-- BEGIN DOCUMENT SECTION --
A Security shall not be valid until an authorized signatory of the
Trustee manually signs the certificate of authentication on the Security. The
signature shall be conclusive evidence that the Security has been authenticated
under this Indenture.
On the Issue Date, the Trustee shall authenticate and deliver $100.0
million of 12% Senior Subordinated Notes Due 2009 and, at any time and from time
to time thereafter,
33
the Trustee shall authenticate and deliver Additional Securities for original
issue upon a written order of the Company signed by two Officers or by an
Officer and either an Assistant Treasurer or an Assistant Secretary of the
Company. Such order shall specify the amount of the Securities to be
authenticated and the date on which the original issue of Securities is to be
authenticated and, in the case of an issuance of Additional Securities pursuant
to Section 2.13 after the Issue Date, shall certify that such issuance is in
compliance with Section 4.03.
The Trustee may appoint an authenticating agent reasonably
acceptable to the Company to authenticate the Securities. Unless limited by the
terms of such appointment, an authenticating agent may authenticate Securities
whenever the Trustee may do so. Each reference in this Indenture to
authentication by the Trustee includes authentication by such agent. An
authenticating agent has the same rights as any Registrar, Paying Agent or agent
for service of notices and demands.
SECTION 2.03. REGISTRAR AND PAYING AGENT. The Company shall maintain
an office or agency where Securities may be presented for registration of
transfer or for exchange (the "Registrar") and an office or agency where
Securities may be presented for payment (the "Paying Agent"). The Registrar
shall keep a register of the Securities and of their transfer and exchange. The
Company may have one or more co-registrars and one or more additional paying
agents. The term "Paying Agent" includes any additional paying agent.
The Company shall enter into an appropriate agency agreement with
any Registrar, Paying Agent or co-registrar not a party to this Indenture, which
shall incorporate the terms of the TIA. The agreement shall implement the
provisions of this Indenture that relate to such agent. The Company shall notify
the Trustee of the name and address of any such agent. If the Company fails to
maintain a Registrar or Paying Agent, the Trustee shall act as such and shall
be entitled to appropriate compensation therefor pursuant to Section 7.07. The
Company or any of its domestically incorporated Wholly Owned Subsidiaries may
act as Paying Agent, Registrar, co-registrar or transfer agent.
The Company initially appoints the Trustee as Registrar and Paying
Agent in connection with the Securities.
34
SECTION 2.04. PAYING AGENT TO HOLD MONEY IN TRUST. Prior to each due
date of the principal and interest on any Security, the Company shall deposit
with the Paying Agent a sum sufficient to pay such principal and interest when
so becoming due. The Company shall require each Paying Agent (other than the
Trustee) to agree in writing that the Paying Agent shall hold in trust for the
benefit of Securityholders or the Trustee all money held by the Paying Agent for
the payment of principal of or interest on the Securities and shall immediately
notify the Trustee in writing of any default by the Company in making any such
payment. If the Company or a Subsidiary acts as Paying Agent, it shall segregate
the money held by it as Paying Agent and hold it as a separate trust fund. The
Company at any time may require a Paying Agent to pay all money held by it to
the Trustee and to account for any funds disbursed by the Paying Agent. Upon
complying with this Section, the Paying Agent shall have no further liability
for the money delivered to the Trustee.
-- END DOCUMENT SECTION --
-- BEGIN RAW RECORDS --
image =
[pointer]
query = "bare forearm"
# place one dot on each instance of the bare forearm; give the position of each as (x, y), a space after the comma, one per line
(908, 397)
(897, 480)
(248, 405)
-- END RAW RECORDS --
PROMPT A>
Decide whether each statement below agrees with the indenture text, answering yes or no and quoting the words that settle it.
(i) At first, the Company names the Trustee as both Registrar and Paying Agent.
(ii) A Subsidiary acting as Paying Agent may keep the money it holds mixed with its other funds.
(iii) On the Issue Date, the Trustee delivers $200 million of notes.
PROMPT B> Go on with the indenture text, starting right after its last sentence.
The records aren't needed for anything here.

EXERCISE RESULT A>
(i) Yes: "The Company initially appoints the Trustee as Registrar and Paying Agent in connection with the Securities."
(ii) No: "it shall segregate the money held by it as Paying Agent and hold it as a separate trust fund."
(iii) No: "$100.0 million of 12% Senior Subordinated Notes Due 2009"

EXERCISE RESULT B>
SECTION 2.05. SECURITYHOLDER LISTS. The Trustee shall preserve in as
current a form as is reasonably practicable the most recent list available to
it of the names and addresses of Securityholders. If the Trustee is not the
Registrar, the Company shall furnish to the Trustee, in writing at least five
Business Days before each interest payment date and at such other times as the
Trustee may request in writing, a list in such form and as of such date as the
Trustee may reasonably require of the names and addresses of Securityholders.
SECTION 2.06. TRANSFER AND EXCHANGE. The Securities shall be issued
in registered form and shall be transferable only upon the surrender of a
Security for registration of transfer. When a Security is presented to the
Registrar or a co-registrar with a request to register a transfer, the Registrar
shall register the transfer as requested if the requirements of Section 8-401(1)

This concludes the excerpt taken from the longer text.